So if Grandpa and Grandma drew strength from each other—what was the source of their individual strength? Their faith in God sustained them through challenge after challenge. They continuously turned to their church and their pastor for guidance and comfort. Last Spring, when Grandma got sick with gout in all of her joints and the decision was made to transition into assisted living, I made her a booklet of index cards and wrote a Bible verse about hope on each one. She kept it on her bedside table and told me she read it every night. She held onto hope in Jesus. And because of that hope—I know I’ll see her again.
Isaiah 46:4 (NLT) says:
I will be your God throughout your lifetime–until your hair is white with age. I made you, and I will care for you. I will carry you along and save you.
I may not know what it looks like where she is. I may have trouble really believing she’s actually there in heaven. I mean, what is Heaven, really? It’s so beyond what the human mind can fathom—it’s often difficult to have faith in its existence, isn’t it? But faith is the belief in what can’t be seen. So I pray for faith to believe. I pray for faith to believe that God will lovingly and mercifully carry me to my grave in the same way he carried my Grandma Diane. And until that day, I pray for the ability to have an attitude like Grandma’s. Bright. Shining. Positive. No matter how much I miss her. Not only would she want it that way, but it’s what God calls us to do.

▶ _STATED TASK 1_: Pick out every line of the listing that contains the string "eagle".
The listing that comes next has no connection to the text.

▶ _DATA PROVIDED_:
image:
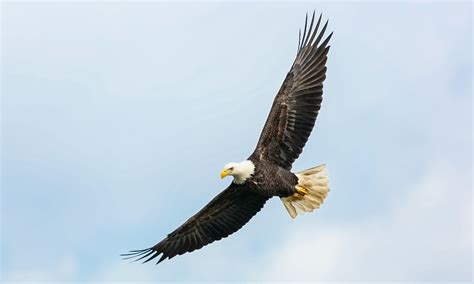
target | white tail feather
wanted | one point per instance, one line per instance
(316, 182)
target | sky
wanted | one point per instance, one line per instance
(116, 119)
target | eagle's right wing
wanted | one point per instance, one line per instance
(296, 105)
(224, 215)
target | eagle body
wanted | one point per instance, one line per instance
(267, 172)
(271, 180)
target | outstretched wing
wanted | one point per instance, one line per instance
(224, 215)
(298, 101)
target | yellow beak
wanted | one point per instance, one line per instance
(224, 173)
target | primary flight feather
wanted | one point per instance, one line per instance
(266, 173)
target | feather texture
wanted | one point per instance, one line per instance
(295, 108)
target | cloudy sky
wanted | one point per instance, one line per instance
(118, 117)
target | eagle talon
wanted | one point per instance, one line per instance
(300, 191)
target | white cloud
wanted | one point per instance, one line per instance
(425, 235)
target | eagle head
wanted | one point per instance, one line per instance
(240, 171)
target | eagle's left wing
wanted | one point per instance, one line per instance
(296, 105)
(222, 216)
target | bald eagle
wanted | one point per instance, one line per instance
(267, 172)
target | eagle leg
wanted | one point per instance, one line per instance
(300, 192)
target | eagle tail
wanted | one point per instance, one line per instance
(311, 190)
...
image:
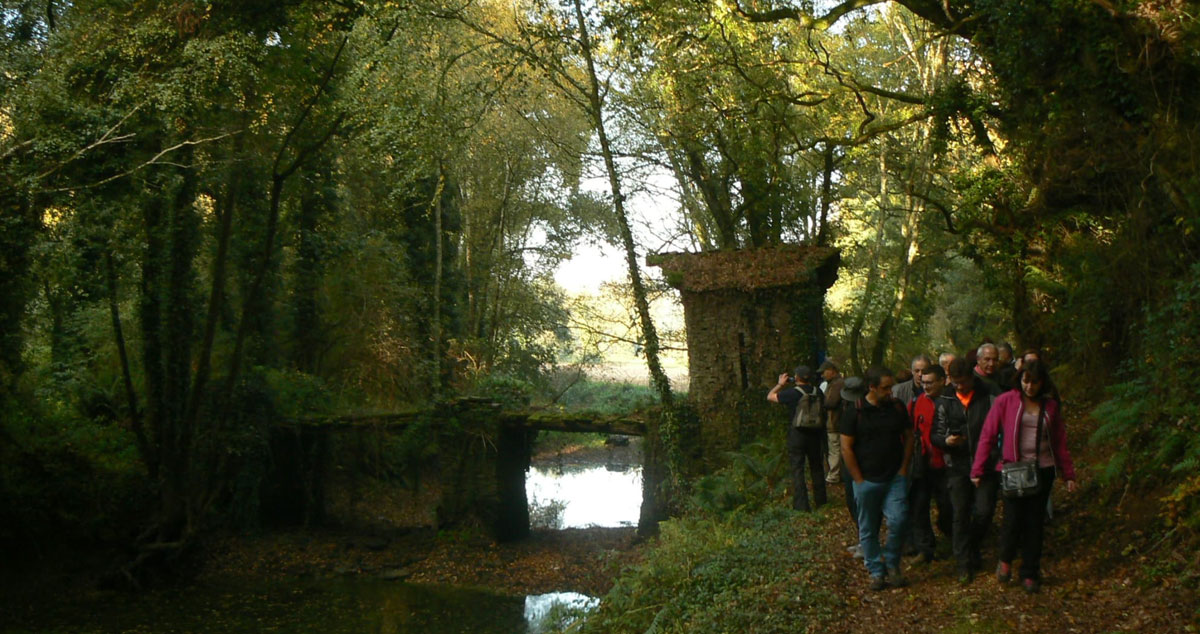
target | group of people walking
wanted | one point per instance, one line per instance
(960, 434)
---
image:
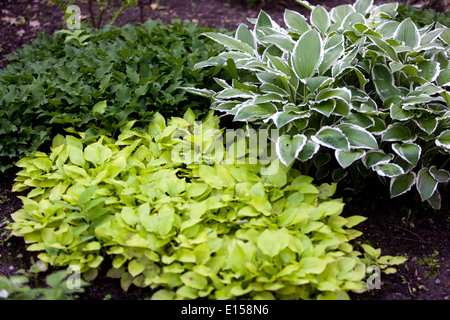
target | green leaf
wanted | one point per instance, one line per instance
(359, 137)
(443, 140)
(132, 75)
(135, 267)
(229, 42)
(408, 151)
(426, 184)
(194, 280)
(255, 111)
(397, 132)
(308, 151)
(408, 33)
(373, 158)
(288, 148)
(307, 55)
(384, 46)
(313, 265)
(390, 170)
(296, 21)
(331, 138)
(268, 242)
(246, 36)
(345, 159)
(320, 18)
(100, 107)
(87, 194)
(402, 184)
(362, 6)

▶ _STATED TASK 2_: Condense the paragraph in the reflection on Grandma's faith that begins "I may not know what it looks like" into a shorter version that keeps its main points.

▶ _WRITTEN SOLUTION 1_:
target | eagle's right wing
target | eagle body
target | eagle talon
target | eagle head
target | eagle's left wing
target | bald eagle
target | eagle leg
target | eagle tail

▶ _WRITTEN SOLUTION 2_: I don't know what heaven looks like, and it can be hard to believe Grandma is there, because heaven is beyond what the human mind can grasp. But faith is believing in what can't be seen. So I pray for faith that God will carry me to my grave as he carried Grandma Diane. Until then, I pray for an attitude like hers: bright, shining and positive, however much I miss her. She would want that, and God calls us to it.